AIM OF THE EXERCISE: Return every line in the data below that contains the word "chest".

EXERCISE MATERIAL:
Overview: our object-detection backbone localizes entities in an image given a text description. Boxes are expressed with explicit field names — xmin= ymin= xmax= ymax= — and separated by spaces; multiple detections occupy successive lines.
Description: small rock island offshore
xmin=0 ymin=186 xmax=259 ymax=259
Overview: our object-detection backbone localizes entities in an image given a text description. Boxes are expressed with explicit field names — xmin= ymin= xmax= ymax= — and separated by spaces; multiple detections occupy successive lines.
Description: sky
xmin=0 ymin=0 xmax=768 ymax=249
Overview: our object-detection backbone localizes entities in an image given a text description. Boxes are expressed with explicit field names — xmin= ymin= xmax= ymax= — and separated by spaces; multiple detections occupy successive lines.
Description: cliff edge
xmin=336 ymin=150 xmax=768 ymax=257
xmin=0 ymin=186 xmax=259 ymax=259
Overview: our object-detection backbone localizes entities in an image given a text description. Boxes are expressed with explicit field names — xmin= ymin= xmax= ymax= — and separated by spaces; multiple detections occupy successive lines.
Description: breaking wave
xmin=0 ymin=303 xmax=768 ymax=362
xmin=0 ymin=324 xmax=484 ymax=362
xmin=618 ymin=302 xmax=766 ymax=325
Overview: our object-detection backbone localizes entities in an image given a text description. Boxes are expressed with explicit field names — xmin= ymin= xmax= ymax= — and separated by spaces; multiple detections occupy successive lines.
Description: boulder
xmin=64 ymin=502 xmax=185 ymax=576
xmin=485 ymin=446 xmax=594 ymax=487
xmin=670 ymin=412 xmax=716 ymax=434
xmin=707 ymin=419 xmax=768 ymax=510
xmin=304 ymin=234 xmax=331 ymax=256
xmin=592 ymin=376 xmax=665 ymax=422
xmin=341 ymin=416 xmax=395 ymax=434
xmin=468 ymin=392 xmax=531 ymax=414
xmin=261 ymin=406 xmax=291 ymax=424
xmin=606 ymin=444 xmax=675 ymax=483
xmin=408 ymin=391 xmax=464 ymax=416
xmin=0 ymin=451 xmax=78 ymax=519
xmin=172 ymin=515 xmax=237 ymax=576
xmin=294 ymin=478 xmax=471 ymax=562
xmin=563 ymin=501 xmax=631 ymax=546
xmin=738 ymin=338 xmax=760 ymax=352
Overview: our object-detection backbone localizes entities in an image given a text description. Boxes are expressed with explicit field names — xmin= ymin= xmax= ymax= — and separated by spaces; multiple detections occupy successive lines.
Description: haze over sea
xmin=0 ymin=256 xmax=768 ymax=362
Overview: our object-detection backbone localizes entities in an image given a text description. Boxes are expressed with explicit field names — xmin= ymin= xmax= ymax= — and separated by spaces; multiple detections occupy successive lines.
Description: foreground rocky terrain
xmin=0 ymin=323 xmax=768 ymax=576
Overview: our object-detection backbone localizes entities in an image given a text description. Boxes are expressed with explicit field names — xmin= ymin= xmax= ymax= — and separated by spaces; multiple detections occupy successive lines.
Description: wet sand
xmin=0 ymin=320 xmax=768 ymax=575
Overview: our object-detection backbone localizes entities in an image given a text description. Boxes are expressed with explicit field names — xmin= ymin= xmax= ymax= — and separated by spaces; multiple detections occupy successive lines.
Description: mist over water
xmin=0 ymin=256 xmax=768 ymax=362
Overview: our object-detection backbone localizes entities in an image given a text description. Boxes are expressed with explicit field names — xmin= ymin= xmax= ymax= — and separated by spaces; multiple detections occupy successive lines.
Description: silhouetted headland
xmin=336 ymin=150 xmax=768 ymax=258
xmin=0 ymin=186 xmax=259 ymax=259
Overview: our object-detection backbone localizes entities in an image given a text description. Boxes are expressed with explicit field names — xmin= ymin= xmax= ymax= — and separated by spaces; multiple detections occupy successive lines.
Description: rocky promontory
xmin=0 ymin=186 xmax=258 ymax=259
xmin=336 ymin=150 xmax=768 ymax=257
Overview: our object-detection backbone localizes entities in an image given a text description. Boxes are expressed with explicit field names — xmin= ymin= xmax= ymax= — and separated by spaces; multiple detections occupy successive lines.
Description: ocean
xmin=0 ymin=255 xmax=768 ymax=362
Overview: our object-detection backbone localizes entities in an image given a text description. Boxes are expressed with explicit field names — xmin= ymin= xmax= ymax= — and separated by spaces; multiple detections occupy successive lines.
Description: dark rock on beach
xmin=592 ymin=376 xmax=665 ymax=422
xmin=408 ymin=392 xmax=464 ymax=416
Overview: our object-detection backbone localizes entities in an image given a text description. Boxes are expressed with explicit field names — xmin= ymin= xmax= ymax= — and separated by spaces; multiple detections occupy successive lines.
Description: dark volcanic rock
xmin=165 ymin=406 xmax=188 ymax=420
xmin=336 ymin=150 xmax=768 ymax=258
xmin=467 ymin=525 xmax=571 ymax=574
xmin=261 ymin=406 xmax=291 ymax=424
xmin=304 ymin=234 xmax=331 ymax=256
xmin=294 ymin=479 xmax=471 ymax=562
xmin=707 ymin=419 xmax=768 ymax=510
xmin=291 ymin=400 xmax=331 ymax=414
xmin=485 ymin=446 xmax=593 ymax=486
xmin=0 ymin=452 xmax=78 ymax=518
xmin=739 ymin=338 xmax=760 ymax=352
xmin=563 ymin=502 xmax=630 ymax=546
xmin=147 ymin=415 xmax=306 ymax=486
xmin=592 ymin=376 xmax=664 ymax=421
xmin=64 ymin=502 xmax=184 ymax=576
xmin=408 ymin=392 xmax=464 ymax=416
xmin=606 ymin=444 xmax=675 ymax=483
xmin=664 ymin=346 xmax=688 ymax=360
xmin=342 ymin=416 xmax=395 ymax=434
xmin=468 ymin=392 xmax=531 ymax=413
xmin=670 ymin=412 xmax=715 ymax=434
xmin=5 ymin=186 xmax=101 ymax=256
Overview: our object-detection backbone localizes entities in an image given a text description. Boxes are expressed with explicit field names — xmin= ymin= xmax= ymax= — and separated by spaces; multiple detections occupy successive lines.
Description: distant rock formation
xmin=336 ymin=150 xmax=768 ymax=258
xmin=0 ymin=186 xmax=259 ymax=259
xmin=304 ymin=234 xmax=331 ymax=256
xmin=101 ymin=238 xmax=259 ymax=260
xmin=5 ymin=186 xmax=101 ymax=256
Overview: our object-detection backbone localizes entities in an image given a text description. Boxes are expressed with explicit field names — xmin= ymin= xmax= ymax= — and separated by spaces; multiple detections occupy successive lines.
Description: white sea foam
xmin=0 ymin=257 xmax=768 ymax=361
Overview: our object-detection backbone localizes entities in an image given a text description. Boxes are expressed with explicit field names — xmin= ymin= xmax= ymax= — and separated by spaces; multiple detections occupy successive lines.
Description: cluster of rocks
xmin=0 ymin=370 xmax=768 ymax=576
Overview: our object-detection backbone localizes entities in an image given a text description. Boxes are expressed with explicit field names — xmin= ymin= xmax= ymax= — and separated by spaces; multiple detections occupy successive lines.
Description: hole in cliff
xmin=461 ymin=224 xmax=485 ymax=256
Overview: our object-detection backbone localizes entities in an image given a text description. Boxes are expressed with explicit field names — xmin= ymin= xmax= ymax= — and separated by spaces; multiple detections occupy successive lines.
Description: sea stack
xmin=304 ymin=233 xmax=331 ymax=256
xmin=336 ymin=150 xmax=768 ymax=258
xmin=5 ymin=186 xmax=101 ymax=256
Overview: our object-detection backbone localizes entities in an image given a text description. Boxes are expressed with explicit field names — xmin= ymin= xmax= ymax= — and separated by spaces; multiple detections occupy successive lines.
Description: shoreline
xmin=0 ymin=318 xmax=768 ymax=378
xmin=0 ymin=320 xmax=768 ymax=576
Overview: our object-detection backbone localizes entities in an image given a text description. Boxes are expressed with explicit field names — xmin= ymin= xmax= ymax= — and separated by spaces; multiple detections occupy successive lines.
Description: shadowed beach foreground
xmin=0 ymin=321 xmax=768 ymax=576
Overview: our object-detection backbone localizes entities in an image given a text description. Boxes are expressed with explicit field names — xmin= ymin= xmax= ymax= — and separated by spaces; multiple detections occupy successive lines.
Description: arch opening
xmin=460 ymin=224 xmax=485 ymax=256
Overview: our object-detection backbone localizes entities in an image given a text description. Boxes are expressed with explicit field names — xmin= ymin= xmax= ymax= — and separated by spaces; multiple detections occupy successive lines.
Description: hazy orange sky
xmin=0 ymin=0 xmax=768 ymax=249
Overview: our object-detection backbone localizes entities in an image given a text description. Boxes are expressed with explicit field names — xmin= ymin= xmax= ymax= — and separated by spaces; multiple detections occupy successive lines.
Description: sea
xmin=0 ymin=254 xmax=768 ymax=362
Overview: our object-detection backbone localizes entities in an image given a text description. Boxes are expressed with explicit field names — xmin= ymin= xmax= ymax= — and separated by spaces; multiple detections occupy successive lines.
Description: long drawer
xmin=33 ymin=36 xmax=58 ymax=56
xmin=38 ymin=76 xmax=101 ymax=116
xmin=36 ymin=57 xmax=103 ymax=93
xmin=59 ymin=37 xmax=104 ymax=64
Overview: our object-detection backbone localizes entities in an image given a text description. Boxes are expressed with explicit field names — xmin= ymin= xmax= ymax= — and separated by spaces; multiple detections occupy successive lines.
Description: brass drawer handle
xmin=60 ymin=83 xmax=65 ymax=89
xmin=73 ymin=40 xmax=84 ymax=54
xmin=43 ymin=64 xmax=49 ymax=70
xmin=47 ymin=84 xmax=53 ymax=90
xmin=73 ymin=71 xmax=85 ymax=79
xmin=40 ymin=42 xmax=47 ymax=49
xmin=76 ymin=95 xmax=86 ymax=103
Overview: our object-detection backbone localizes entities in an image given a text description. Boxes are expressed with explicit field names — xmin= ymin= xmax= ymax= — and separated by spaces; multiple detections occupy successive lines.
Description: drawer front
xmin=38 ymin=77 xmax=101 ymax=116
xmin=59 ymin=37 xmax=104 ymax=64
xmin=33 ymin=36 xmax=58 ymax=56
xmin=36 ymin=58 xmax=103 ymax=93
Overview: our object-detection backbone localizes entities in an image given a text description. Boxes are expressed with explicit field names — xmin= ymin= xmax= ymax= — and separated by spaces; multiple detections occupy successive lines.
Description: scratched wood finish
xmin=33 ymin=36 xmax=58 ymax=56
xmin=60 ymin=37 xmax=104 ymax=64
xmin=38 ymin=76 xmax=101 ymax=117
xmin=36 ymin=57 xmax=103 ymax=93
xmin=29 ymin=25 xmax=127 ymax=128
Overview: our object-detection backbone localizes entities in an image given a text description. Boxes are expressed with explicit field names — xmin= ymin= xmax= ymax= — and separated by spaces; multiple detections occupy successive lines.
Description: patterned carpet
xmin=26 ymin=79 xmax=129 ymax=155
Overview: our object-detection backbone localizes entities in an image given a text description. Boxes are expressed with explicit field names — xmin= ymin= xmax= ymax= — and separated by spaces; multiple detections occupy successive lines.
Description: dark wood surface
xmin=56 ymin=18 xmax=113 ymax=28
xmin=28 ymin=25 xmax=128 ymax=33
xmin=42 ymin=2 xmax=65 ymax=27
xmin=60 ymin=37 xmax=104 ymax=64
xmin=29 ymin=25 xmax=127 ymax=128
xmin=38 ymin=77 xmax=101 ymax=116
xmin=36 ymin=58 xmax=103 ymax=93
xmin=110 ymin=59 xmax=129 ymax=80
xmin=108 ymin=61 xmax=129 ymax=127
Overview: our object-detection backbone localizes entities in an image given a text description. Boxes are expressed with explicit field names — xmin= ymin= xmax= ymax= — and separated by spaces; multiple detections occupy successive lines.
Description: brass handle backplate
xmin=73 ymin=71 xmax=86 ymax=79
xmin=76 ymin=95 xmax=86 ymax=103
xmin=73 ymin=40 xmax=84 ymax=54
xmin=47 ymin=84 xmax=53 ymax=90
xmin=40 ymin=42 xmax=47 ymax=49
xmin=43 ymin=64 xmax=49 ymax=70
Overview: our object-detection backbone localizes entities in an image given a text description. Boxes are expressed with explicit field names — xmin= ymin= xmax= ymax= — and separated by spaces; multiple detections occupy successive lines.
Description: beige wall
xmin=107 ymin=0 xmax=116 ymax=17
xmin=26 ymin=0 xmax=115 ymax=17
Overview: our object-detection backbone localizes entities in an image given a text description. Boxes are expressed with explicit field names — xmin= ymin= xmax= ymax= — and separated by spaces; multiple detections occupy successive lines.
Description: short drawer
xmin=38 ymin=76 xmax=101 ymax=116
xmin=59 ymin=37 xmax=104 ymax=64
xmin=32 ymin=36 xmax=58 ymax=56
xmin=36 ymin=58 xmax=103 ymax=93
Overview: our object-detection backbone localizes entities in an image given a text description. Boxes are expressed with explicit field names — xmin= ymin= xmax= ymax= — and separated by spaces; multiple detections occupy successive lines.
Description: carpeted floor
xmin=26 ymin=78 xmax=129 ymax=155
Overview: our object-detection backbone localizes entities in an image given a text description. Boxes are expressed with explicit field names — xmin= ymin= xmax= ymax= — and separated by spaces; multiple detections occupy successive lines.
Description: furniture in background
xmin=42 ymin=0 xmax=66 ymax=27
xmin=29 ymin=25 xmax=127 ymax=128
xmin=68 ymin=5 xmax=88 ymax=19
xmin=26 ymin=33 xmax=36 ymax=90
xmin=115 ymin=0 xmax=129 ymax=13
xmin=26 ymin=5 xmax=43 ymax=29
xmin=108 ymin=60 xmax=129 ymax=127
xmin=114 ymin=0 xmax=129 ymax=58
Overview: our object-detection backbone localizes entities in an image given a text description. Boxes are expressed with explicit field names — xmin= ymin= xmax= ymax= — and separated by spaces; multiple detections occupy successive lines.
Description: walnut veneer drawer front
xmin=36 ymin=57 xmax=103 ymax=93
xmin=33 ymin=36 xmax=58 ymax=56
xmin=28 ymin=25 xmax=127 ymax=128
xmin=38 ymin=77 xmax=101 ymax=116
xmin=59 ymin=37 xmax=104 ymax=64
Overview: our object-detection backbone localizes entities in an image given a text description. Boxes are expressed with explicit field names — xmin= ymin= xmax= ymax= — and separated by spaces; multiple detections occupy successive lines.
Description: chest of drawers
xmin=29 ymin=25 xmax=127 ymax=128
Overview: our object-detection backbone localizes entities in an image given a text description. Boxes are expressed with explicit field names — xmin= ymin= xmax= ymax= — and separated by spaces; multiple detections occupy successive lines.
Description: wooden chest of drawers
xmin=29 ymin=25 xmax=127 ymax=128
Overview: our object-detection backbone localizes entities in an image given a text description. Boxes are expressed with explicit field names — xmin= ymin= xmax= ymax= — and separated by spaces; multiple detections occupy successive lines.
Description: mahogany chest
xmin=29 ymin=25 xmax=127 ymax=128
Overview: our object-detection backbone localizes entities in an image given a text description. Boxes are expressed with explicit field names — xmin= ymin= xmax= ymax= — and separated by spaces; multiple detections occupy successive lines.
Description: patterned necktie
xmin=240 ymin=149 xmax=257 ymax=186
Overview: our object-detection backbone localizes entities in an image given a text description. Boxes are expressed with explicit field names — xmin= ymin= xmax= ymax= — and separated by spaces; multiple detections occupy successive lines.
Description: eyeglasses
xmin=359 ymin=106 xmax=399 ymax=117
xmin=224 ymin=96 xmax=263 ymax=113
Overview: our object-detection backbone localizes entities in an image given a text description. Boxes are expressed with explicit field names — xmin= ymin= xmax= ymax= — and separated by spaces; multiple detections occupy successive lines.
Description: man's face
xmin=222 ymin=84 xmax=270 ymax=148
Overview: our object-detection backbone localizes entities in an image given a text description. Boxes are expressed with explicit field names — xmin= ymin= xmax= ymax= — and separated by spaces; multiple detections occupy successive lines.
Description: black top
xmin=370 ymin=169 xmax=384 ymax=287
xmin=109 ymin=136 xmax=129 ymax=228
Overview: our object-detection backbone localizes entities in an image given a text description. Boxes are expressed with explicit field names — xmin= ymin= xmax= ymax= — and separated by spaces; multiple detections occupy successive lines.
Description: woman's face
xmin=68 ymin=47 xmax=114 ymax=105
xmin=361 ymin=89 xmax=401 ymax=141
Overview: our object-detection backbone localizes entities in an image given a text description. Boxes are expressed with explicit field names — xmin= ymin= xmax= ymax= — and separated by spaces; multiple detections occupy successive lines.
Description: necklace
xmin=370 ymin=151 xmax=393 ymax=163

COMPLETE ANSWER:
Description: chest of drawers
Description: wooden chest of drawers
Description: mahogany chest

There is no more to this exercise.